───── Task inputs ─────

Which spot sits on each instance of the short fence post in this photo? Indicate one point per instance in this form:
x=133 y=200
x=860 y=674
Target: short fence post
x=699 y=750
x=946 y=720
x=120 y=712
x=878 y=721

─────

• _Instruction_:
Output every line of the data above as a Markdown table with the columns Row and Data line, numbering the rows and leaving out any blank lines.

• _Complete response_:
| Row | Data line |
|---|---|
| 1 | Which spot sits on each instance of the short fence post in this photo? Indicate one point per instance in this form: |
| 2 | x=133 y=200 |
| 3 | x=860 y=674 |
| 4 | Target: short fence post |
| 5 | x=699 y=750 |
| 6 | x=946 y=720 |
| 7 | x=120 y=712 |
| 8 | x=878 y=721 |